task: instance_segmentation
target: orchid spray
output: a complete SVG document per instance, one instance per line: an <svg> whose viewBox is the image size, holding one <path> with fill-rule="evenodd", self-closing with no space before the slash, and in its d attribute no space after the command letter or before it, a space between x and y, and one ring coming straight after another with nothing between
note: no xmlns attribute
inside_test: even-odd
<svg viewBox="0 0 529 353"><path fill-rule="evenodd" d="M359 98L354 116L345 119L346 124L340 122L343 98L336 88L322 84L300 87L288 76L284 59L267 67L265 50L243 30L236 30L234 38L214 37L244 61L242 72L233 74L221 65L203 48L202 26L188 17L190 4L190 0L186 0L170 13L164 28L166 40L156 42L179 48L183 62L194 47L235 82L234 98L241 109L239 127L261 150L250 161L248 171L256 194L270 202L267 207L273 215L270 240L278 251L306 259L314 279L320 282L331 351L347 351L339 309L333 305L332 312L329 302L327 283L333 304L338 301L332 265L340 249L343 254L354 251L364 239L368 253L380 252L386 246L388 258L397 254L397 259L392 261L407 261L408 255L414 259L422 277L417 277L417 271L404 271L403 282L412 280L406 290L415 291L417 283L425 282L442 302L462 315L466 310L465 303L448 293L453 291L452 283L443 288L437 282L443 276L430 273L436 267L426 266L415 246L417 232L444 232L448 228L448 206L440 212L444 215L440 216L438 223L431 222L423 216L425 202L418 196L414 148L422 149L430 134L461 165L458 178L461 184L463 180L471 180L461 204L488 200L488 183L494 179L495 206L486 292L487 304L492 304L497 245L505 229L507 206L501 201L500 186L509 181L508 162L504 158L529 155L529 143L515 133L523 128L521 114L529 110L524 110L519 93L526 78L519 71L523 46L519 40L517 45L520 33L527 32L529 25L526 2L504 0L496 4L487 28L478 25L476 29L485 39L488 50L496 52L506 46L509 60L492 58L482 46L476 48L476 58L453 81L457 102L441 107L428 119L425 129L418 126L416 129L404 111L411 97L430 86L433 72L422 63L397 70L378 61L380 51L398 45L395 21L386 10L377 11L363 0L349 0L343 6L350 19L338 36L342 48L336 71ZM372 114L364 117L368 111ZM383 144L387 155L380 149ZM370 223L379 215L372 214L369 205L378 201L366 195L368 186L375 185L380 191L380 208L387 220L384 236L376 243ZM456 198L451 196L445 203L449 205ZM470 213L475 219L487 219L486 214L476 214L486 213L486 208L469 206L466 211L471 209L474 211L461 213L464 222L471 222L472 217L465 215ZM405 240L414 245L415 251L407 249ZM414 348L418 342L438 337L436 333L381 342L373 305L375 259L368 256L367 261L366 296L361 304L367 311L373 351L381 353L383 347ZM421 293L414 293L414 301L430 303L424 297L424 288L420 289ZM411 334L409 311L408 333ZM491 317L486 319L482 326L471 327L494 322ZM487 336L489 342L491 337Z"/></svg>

........

■ **WHAT THE TASK REQUIRES**:
Copy every line of the records above verbatim, with no changes.

■ **WRITTEN SOLUTION**:
task: instance_segmentation
target: orchid spray
output: a complete SVG document per instance, one instance per line: an <svg> whose viewBox is the image size, holding one <path> with fill-rule="evenodd", self-closing with no space before the slash, and in its d attribute no space after the command letter or before it, a space between x and y, and one ring coming straight after another with nothing between
note: no xmlns attribute
inside_test: even-odd
<svg viewBox="0 0 529 353"><path fill-rule="evenodd" d="M359 98L354 116L345 119L346 124L340 122L343 98L336 88L322 84L300 87L288 76L284 59L267 67L265 50L243 30L236 30L234 38L214 37L244 61L242 72L233 74L221 65L203 48L202 26L188 17L190 4L190 0L186 0L170 13L164 28L166 40L156 42L179 48L183 62L194 47L235 82L234 98L241 109L239 127L261 150L250 161L248 171L256 194L270 202L267 207L273 215L270 240L278 251L306 259L314 279L320 282L331 351L347 351L339 309L333 305L332 312L329 302L327 283L333 304L338 301L332 265L340 249L343 254L354 251L364 239L368 253L380 252L386 246L388 258L397 254L397 259L392 261L407 261L408 255L414 259L422 277L417 277L417 271L404 271L403 282L412 280L406 290L415 291L417 283L425 282L442 302L462 315L466 310L465 303L448 293L453 291L452 283L443 288L437 282L443 276L430 273L436 267L426 266L415 246L417 232L444 232L448 228L448 206L440 212L444 215L440 216L438 223L431 222L423 216L425 202L418 196L414 148L422 149L430 134L461 165L458 178L461 184L463 180L471 180L461 204L488 200L488 183L494 179L495 206L486 292L487 304L492 304L497 245L505 229L507 206L501 201L500 186L509 181L508 162L504 158L529 155L529 143L515 133L523 128L521 114L529 110L524 110L519 93L526 78L519 71L523 46L519 40L517 45L520 33L527 32L529 25L526 2L504 0L496 4L487 28L478 25L476 29L485 39L488 50L496 52L506 46L509 60L492 58L482 46L476 48L476 58L453 81L457 102L441 107L428 119L425 129L418 126L416 129L404 111L411 97L430 86L433 72L422 63L397 70L378 61L380 51L398 45L395 21L386 10L377 11L363 0L349 0L343 6L350 19L338 36L342 48L336 71ZM372 114L364 117L368 111ZM383 144L387 155L380 149ZM370 223L379 215L372 214L369 205L378 201L366 195L368 186L375 185L380 191L380 208L387 220L384 236L376 243ZM456 198L451 196L445 203L449 205ZM470 213L475 219L487 219L486 214L476 214L486 213L486 208L469 206L466 211L471 209L474 211L461 213L464 222L471 222L472 217L465 215ZM405 240L414 245L415 251L407 249ZM414 348L418 342L438 337L436 333L381 342L373 305L375 259L368 256L367 261L366 296L361 304L367 311L373 351L381 353L383 347ZM421 293L414 293L414 301L430 303L424 297L424 288L420 289ZM411 334L409 311L408 333ZM491 317L486 319L482 326L471 327L494 322ZM487 336L489 342L491 337Z"/></svg>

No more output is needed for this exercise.